---------- SUPPLIED MATERIAL

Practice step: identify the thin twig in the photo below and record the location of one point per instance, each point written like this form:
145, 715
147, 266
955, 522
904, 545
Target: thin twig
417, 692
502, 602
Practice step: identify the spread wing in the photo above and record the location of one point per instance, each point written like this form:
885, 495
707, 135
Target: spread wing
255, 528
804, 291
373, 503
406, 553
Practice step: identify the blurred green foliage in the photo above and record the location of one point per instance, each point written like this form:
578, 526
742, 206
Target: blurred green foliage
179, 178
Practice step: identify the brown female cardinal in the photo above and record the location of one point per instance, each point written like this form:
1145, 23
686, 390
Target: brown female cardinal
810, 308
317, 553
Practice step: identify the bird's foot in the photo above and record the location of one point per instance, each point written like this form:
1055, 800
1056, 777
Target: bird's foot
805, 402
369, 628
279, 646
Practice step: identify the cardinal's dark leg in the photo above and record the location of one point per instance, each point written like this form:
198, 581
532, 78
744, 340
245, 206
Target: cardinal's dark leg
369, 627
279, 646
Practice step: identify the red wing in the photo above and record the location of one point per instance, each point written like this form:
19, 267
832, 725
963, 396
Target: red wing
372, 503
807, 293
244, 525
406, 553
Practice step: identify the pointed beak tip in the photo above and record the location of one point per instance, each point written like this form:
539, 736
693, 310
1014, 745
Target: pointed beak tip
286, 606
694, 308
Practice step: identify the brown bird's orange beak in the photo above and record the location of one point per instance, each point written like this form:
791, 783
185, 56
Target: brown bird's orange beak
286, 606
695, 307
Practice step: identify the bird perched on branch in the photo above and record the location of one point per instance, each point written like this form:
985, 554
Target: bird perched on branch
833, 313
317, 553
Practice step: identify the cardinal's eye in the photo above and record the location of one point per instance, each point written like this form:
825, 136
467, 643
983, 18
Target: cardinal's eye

--------------------

THE EXERCISE: Substitute "Object" for each "Target" in the material, starting at the line that contains "Practice step: identify the bird's" and stopping after the last line of the material. Leave everything else in those lines unchanged.

THE REPLY:
Practice step: identify the bird's foot in the photo above and record the location of one point per instance, each point written like this form:
1055, 800
1056, 777
Object: bird's foot
805, 402
369, 628
279, 646
Practice step: identify the cardinal's dark leg in the photo above and record the location of one point per instance, each point written like this form:
198, 581
532, 78
744, 340
245, 206
Object: cardinal's dark leg
369, 627
279, 646
Practice step: identify the red wing in the photo above and record the location of one point per instance, each point written like this form:
19, 267
832, 725
963, 396
Object: red wing
372, 503
807, 293
244, 525
406, 553
Practice step: identify the pointed beak tip in the photo above and record the location of one point per instance, each point written like this form:
539, 736
693, 310
1014, 745
Object: pointed beak tip
286, 606
694, 308
Practice step: identify the brown bird's orange beak in the photo above and record the location of one point per instance, each point written like this form:
791, 783
185, 56
Object: brown bird's orange beak
286, 606
695, 307
Practice step: identify the bird perched on branch in the photo above and record the location of one point per instance, each point written like this form:
985, 554
Object: bird perched on branch
833, 313
317, 553
Practice step: identify the cardinal's eye in the photo above and record the location of one point per instance, each point written like this form:
825, 136
467, 643
983, 18
Object: cardinal's eye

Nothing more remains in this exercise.